§ WHAT THE TASK ASKS
Pick out every line in the records below that contains the word "long", matching case exactly, and copy each of those lines.

§ MATERIAL PROVIDED
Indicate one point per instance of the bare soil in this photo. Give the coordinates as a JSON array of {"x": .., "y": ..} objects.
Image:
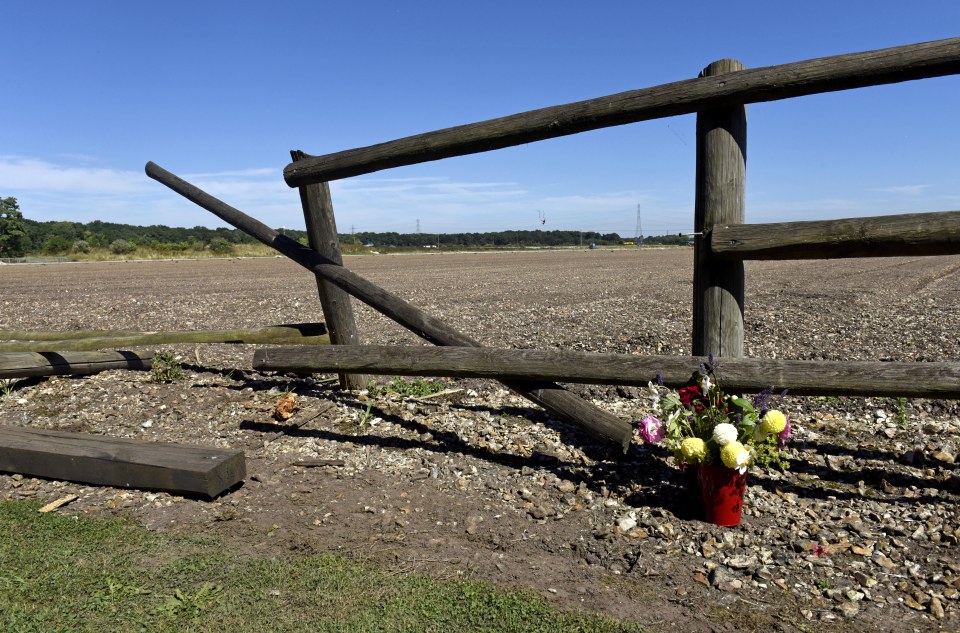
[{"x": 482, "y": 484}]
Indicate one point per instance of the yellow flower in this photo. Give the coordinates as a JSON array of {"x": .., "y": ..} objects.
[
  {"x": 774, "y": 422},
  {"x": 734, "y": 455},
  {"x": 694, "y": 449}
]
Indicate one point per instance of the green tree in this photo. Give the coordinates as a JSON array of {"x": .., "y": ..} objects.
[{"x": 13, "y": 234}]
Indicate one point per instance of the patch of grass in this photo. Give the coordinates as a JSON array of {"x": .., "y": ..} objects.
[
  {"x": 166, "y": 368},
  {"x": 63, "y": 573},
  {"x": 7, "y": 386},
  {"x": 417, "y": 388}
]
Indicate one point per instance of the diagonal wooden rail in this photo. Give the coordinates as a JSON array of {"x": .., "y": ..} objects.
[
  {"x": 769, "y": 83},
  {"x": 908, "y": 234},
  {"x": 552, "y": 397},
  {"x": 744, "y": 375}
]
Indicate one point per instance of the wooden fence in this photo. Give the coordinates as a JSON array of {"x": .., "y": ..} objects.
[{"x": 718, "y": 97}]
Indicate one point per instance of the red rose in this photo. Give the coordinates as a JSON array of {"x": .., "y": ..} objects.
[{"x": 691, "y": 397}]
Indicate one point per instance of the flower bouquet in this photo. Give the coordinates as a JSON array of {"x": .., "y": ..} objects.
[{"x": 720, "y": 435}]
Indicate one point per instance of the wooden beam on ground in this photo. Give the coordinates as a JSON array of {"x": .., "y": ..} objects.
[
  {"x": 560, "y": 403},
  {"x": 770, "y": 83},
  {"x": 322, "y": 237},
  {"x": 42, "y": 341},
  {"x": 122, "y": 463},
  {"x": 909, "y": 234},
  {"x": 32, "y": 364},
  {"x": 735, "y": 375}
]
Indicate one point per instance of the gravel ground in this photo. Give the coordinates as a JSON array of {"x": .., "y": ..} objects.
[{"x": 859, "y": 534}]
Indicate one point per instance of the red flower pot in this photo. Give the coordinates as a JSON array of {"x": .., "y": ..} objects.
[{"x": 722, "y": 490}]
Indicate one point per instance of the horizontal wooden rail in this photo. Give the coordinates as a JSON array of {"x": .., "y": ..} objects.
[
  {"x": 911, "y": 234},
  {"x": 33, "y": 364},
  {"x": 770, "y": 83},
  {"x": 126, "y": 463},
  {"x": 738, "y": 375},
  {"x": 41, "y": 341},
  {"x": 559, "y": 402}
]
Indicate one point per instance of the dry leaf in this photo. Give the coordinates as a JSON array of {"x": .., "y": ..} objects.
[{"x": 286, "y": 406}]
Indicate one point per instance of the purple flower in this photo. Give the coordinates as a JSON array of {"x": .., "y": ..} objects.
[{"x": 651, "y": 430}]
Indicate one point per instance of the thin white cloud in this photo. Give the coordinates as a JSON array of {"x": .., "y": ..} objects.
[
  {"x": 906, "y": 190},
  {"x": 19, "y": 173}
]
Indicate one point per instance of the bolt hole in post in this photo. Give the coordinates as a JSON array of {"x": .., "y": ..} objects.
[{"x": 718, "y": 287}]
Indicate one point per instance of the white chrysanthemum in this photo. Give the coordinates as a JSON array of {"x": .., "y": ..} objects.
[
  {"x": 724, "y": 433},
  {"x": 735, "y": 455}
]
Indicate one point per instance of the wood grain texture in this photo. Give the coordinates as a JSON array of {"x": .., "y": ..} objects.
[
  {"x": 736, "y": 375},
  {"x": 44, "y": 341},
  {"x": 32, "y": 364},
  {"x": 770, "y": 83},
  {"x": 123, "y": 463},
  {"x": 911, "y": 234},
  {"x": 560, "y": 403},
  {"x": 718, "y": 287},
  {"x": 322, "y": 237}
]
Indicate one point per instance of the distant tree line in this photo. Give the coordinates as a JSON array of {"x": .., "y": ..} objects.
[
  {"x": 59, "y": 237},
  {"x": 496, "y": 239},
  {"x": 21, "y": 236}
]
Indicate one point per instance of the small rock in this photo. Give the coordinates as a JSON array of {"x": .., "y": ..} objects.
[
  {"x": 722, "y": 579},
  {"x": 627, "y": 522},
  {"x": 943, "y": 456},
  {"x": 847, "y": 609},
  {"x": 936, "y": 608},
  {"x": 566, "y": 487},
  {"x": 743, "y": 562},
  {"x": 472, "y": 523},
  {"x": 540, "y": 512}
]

--

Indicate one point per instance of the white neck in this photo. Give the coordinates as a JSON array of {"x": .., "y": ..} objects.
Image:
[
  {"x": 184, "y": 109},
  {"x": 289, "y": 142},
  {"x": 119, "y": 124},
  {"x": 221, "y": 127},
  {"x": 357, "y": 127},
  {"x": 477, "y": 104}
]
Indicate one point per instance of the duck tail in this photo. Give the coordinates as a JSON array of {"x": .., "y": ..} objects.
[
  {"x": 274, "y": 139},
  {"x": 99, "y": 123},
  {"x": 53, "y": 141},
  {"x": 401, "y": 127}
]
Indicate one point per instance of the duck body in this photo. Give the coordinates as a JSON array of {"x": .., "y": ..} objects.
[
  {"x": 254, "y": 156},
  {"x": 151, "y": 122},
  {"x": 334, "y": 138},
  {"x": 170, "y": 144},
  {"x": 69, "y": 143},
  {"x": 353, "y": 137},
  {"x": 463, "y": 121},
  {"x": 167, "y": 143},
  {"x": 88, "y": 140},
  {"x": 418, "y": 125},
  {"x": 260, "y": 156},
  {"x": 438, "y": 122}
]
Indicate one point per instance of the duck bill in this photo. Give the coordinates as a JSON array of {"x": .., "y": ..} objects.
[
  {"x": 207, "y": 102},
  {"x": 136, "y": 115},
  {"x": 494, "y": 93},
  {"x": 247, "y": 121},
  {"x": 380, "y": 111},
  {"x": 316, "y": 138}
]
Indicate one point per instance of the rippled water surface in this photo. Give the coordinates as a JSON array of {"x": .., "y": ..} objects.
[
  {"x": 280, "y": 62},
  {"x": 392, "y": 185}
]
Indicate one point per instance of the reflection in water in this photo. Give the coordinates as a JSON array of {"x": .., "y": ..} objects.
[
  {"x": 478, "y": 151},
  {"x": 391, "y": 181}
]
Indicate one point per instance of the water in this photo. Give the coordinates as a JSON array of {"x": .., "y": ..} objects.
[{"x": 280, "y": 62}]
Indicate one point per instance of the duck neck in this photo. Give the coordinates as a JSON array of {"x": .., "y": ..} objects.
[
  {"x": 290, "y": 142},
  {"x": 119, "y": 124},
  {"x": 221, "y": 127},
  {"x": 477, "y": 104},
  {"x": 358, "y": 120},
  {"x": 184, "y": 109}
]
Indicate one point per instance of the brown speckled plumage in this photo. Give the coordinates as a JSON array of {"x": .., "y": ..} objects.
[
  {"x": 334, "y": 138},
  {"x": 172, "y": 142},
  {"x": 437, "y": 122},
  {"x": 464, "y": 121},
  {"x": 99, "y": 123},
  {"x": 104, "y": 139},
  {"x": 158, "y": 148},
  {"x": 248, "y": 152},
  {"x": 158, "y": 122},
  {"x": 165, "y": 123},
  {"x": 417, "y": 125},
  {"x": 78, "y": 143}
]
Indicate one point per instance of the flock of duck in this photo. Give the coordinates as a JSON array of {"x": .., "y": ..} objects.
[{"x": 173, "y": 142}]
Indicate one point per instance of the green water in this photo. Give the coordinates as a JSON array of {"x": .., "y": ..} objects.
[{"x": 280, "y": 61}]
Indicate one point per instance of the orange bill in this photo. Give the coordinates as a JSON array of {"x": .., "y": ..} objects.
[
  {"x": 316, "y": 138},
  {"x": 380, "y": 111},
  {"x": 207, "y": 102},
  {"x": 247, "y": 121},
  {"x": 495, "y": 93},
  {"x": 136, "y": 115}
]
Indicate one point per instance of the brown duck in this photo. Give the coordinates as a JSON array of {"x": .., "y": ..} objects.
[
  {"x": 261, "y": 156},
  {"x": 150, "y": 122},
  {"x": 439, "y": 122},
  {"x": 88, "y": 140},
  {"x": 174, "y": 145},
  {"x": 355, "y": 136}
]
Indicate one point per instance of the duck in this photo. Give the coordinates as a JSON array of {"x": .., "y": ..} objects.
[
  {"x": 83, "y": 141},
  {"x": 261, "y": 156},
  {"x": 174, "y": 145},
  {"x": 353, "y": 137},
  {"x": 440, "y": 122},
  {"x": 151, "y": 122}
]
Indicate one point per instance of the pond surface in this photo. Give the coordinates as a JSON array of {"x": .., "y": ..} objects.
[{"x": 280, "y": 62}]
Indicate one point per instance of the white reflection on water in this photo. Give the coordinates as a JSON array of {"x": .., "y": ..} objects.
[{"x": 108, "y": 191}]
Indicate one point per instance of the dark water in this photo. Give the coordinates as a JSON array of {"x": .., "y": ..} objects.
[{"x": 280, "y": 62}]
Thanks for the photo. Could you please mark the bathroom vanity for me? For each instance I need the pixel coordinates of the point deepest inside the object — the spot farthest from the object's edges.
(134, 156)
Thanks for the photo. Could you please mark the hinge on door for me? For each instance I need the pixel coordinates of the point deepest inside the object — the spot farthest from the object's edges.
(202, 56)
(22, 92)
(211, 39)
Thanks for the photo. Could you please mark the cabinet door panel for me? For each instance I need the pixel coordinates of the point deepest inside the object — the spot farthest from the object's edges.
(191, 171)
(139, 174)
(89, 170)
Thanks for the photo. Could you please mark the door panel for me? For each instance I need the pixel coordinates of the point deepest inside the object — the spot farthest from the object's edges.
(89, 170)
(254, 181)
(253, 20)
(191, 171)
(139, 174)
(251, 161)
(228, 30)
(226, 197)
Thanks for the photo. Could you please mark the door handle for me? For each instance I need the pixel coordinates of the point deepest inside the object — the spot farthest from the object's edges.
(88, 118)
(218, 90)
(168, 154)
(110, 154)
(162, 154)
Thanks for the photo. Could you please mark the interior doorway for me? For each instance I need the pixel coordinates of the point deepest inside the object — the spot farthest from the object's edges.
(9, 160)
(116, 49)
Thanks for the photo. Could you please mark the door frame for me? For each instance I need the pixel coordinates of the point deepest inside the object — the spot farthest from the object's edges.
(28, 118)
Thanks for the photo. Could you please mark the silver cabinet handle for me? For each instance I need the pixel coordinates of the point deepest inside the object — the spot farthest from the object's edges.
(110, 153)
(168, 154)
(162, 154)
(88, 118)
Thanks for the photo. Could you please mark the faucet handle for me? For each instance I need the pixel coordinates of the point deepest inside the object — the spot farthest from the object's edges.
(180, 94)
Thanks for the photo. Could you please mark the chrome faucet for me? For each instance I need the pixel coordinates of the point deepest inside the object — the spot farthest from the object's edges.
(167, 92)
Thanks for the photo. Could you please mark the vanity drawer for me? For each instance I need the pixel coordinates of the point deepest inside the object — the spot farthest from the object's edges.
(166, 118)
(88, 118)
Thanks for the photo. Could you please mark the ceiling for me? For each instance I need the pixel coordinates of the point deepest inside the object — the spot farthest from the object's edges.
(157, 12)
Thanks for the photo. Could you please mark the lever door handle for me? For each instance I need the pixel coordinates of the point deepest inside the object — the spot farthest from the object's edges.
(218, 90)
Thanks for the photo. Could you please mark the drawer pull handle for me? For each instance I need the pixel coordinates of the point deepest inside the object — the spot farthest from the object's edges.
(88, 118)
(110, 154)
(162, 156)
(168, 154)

* * *

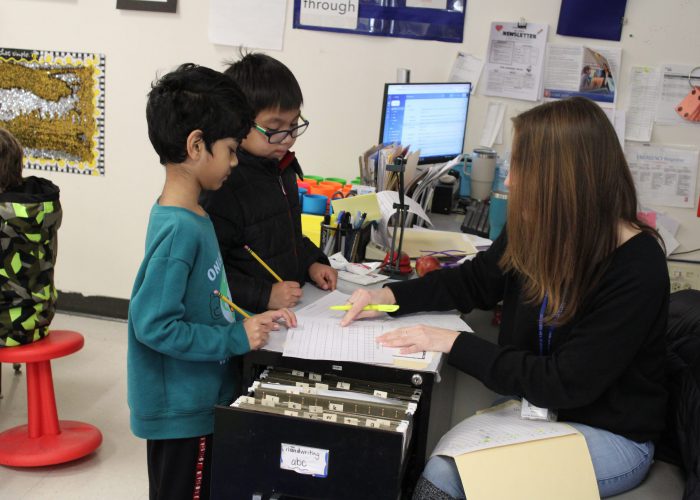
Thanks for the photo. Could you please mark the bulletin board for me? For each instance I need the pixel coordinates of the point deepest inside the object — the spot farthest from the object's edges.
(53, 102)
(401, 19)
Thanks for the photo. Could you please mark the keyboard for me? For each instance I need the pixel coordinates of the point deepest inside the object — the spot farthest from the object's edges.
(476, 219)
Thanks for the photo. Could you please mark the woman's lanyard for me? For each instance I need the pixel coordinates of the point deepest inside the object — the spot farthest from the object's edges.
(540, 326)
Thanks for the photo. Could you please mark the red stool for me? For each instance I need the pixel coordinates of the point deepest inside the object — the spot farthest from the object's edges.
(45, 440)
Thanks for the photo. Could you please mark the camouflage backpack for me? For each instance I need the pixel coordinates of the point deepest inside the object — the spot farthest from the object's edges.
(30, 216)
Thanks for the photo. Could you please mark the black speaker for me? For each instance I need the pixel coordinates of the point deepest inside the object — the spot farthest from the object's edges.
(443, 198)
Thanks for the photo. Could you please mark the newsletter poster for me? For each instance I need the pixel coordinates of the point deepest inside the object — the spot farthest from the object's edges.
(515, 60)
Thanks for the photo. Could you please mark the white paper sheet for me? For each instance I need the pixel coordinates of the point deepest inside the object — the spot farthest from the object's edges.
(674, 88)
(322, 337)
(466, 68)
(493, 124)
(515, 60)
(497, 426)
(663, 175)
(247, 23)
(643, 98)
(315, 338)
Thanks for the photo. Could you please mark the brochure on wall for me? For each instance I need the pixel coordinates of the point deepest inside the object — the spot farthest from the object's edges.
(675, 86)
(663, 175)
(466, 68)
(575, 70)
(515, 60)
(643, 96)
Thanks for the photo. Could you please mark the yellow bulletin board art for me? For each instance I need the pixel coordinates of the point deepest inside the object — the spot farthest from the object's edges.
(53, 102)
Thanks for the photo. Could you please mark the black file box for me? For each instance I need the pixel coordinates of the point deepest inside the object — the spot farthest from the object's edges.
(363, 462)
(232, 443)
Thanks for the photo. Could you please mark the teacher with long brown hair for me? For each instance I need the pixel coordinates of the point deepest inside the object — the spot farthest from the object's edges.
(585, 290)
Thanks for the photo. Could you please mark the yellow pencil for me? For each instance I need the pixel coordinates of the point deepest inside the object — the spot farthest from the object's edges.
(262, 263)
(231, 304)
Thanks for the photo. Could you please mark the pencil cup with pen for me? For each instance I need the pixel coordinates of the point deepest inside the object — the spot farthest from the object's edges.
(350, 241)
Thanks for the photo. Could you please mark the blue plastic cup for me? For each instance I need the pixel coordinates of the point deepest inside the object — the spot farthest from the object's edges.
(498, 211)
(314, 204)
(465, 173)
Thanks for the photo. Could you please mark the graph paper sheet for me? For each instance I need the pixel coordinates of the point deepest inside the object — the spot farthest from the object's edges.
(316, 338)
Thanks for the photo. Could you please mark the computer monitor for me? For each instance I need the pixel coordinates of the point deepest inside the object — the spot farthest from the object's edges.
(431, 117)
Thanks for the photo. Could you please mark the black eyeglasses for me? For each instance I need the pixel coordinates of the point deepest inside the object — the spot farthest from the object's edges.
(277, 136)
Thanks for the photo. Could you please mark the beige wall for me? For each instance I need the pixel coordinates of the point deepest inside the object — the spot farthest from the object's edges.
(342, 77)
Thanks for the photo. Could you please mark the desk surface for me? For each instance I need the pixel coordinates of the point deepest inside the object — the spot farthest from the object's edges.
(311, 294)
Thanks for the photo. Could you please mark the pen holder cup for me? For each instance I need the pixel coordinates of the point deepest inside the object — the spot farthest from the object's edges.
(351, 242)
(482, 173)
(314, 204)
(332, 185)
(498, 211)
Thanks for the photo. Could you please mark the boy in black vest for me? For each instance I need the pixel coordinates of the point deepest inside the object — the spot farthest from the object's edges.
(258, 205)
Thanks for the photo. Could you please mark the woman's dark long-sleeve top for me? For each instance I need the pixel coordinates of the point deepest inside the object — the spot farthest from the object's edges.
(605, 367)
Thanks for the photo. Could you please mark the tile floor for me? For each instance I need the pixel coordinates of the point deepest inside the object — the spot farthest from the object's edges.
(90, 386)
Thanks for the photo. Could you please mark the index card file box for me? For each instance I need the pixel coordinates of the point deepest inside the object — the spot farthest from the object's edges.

§ RESPONSE TO THIS EXERCISE
Thanks for the photo. Could you please mark the teacher with long brown hair for me? For each instance I need the pixel coordinates of the point deepest inside the object — the spot farthest from the object's edges.
Thanks for the photo. Could you please mark the woman's dark long-sleeve top for me? For each instance I need the pixel coordinates of the point deepest inside the object — the spot farthest from the object's edges.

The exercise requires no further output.